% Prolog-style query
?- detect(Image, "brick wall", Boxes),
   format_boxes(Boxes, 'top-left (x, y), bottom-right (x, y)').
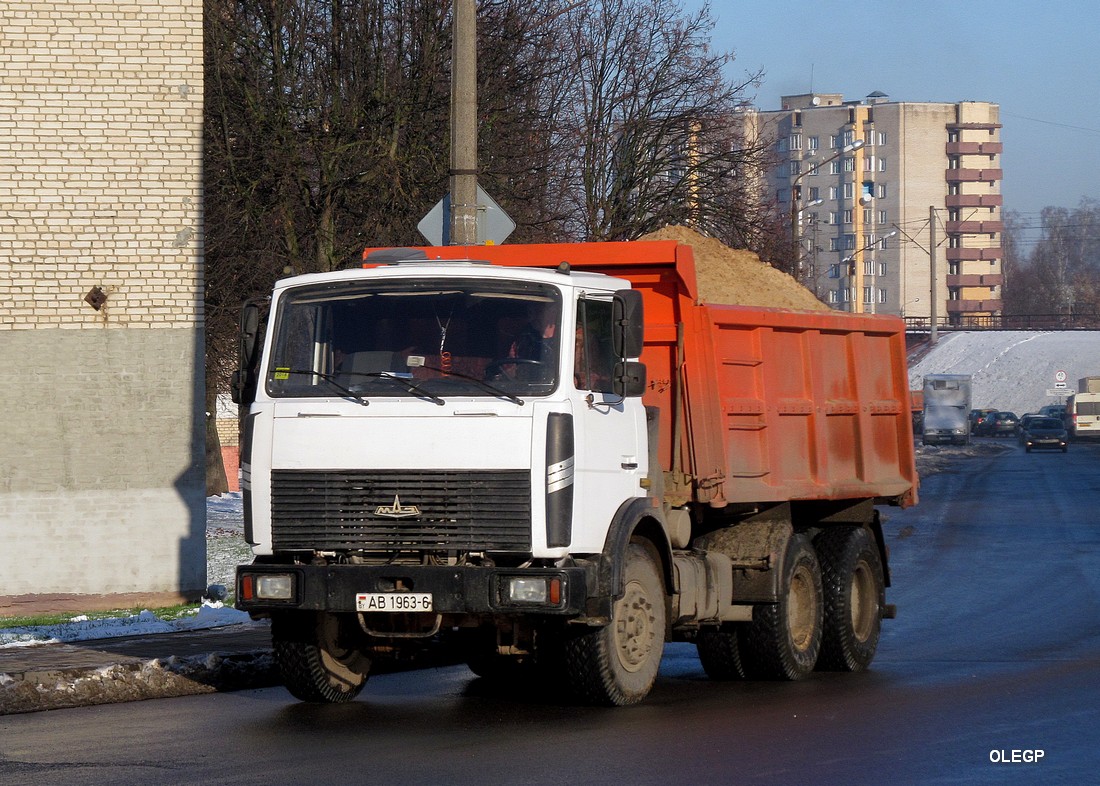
top-left (0, 0), bottom-right (206, 615)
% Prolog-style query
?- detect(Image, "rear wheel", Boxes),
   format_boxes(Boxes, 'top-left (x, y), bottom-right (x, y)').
top-left (562, 543), bottom-right (666, 707)
top-left (272, 612), bottom-right (370, 704)
top-left (738, 535), bottom-right (824, 679)
top-left (814, 527), bottom-right (886, 672)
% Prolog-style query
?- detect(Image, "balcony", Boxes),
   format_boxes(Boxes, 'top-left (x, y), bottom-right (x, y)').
top-left (947, 142), bottom-right (1004, 156)
top-left (947, 299), bottom-right (1004, 314)
top-left (944, 193), bottom-right (1004, 208)
top-left (944, 168), bottom-right (1004, 182)
top-left (944, 221), bottom-right (1004, 235)
top-left (944, 246), bottom-right (1004, 262)
top-left (947, 273), bottom-right (1004, 287)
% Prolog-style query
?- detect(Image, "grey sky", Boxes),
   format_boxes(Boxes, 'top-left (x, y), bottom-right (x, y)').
top-left (682, 0), bottom-right (1100, 239)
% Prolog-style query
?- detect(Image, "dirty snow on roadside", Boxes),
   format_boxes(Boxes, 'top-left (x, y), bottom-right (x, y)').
top-left (0, 492), bottom-right (252, 647)
top-left (909, 330), bottom-right (1100, 414)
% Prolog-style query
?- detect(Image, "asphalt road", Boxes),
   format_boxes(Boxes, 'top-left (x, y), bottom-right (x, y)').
top-left (0, 441), bottom-right (1100, 785)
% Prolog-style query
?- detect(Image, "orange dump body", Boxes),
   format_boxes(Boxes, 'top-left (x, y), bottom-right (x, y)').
top-left (364, 241), bottom-right (917, 507)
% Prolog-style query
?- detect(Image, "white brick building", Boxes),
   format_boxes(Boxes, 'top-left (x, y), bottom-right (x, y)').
top-left (0, 0), bottom-right (206, 615)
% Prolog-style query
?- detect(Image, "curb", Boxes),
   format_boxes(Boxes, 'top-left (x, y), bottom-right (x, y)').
top-left (0, 650), bottom-right (282, 716)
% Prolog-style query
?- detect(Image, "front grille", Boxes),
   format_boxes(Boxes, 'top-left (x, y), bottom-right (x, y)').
top-left (272, 469), bottom-right (531, 552)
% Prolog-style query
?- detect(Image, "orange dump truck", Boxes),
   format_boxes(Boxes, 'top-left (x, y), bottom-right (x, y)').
top-left (237, 241), bottom-right (917, 705)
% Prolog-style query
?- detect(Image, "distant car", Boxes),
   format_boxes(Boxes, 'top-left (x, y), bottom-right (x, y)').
top-left (1016, 412), bottom-right (1044, 444)
top-left (975, 411), bottom-right (1020, 436)
top-left (1038, 403), bottom-right (1066, 420)
top-left (1021, 418), bottom-right (1069, 453)
top-left (970, 409), bottom-right (997, 434)
top-left (986, 412), bottom-right (1020, 436)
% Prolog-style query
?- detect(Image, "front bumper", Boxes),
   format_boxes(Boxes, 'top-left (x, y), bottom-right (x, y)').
top-left (237, 563), bottom-right (596, 617)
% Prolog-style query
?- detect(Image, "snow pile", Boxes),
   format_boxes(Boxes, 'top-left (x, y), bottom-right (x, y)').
top-left (0, 492), bottom-right (252, 647)
top-left (909, 330), bottom-right (1100, 414)
top-left (0, 601), bottom-right (250, 647)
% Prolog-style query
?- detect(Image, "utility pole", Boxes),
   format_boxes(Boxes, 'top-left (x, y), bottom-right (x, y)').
top-left (928, 204), bottom-right (939, 344)
top-left (449, 0), bottom-right (477, 245)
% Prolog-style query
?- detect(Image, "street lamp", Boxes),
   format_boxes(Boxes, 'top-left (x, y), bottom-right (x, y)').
top-left (791, 140), bottom-right (864, 288)
top-left (840, 230), bottom-right (898, 313)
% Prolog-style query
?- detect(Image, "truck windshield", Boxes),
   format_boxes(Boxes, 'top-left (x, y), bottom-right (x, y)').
top-left (266, 279), bottom-right (561, 402)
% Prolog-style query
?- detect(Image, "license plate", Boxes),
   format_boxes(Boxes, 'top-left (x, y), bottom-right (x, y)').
top-left (355, 593), bottom-right (431, 611)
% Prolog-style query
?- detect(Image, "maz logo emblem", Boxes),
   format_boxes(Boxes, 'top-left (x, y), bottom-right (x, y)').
top-left (374, 494), bottom-right (420, 519)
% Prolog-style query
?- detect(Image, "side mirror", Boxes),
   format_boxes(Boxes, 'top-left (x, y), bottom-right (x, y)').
top-left (230, 303), bottom-right (260, 405)
top-left (612, 361), bottom-right (646, 398)
top-left (612, 289), bottom-right (644, 357)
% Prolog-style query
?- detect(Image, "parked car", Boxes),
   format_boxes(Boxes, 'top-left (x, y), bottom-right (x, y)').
top-left (989, 412), bottom-right (1020, 436)
top-left (975, 412), bottom-right (1020, 436)
top-left (1021, 418), bottom-right (1069, 453)
top-left (1038, 403), bottom-right (1066, 420)
top-left (1016, 412), bottom-right (1045, 445)
top-left (970, 409), bottom-right (997, 434)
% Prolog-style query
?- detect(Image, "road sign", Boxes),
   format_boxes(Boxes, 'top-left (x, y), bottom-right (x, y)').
top-left (416, 186), bottom-right (516, 245)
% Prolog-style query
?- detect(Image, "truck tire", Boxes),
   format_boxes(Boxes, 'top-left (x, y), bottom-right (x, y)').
top-left (738, 535), bottom-right (824, 680)
top-left (272, 613), bottom-right (367, 704)
top-left (561, 543), bottom-right (667, 707)
top-left (814, 527), bottom-right (886, 672)
top-left (695, 623), bottom-right (745, 680)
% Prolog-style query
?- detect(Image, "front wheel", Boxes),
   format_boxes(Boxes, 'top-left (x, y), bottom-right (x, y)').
top-left (272, 612), bottom-right (370, 704)
top-left (562, 543), bottom-right (667, 707)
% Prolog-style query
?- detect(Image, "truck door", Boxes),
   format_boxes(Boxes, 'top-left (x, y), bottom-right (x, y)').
top-left (572, 295), bottom-right (647, 551)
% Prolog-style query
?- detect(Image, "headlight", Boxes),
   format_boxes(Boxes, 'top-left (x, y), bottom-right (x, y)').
top-left (504, 576), bottom-right (561, 606)
top-left (240, 573), bottom-right (294, 601)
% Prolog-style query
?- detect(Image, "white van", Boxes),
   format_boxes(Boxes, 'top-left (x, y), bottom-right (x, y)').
top-left (1066, 392), bottom-right (1100, 440)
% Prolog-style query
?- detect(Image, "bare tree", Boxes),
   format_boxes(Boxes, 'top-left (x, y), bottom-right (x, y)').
top-left (554, 0), bottom-right (766, 242)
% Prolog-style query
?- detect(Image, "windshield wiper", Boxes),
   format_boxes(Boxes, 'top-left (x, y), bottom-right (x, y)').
top-left (271, 368), bottom-right (371, 407)
top-left (344, 372), bottom-right (447, 407)
top-left (419, 365), bottom-right (524, 407)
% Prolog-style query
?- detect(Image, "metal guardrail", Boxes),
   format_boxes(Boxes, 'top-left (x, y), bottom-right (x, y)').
top-left (904, 313), bottom-right (1100, 333)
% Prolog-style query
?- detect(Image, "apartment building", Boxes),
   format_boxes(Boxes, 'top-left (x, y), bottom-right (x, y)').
top-left (755, 92), bottom-right (1004, 325)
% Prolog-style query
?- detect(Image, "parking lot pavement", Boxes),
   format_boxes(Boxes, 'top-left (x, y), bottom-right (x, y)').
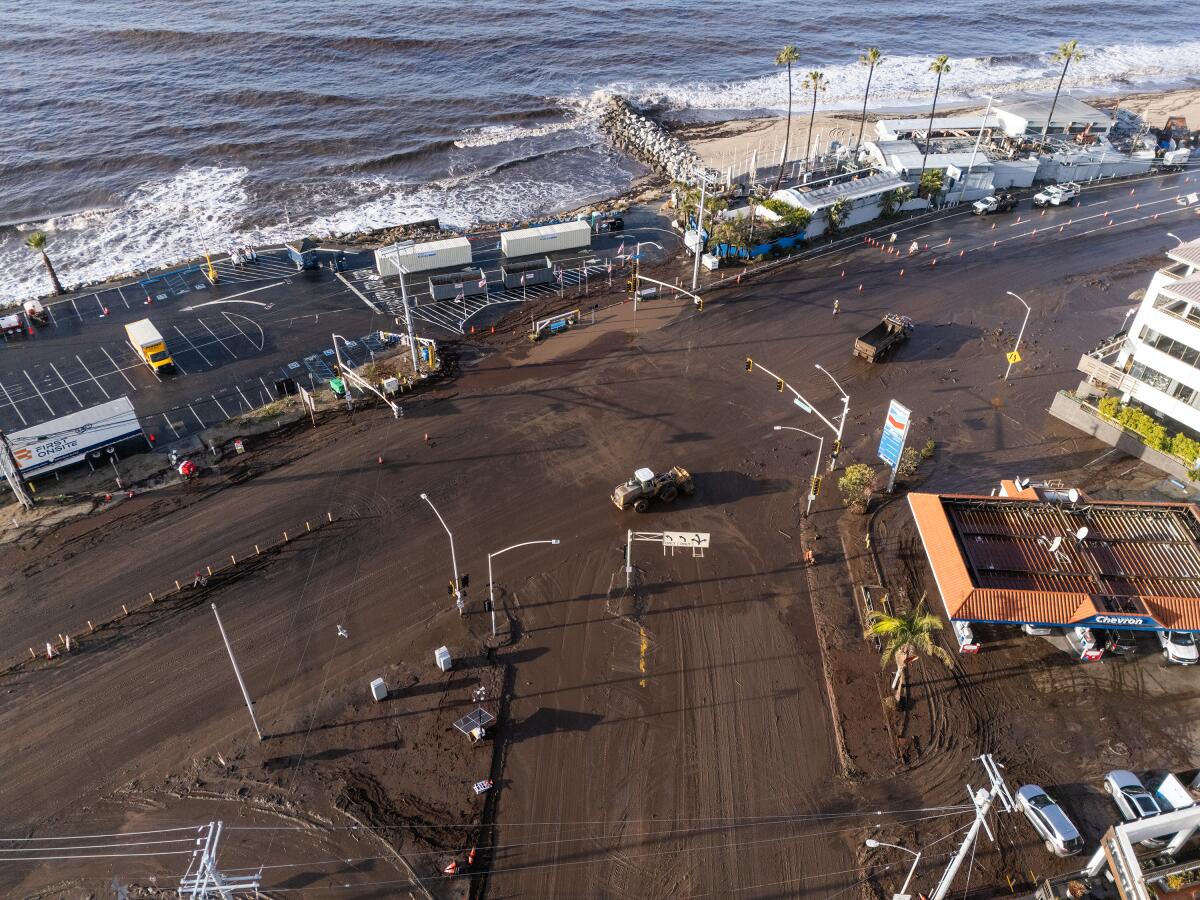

************

**Work to complete:** How many lines in the material contain the string "front"? Case counts. Reply with the number alone.

**Response below:** 3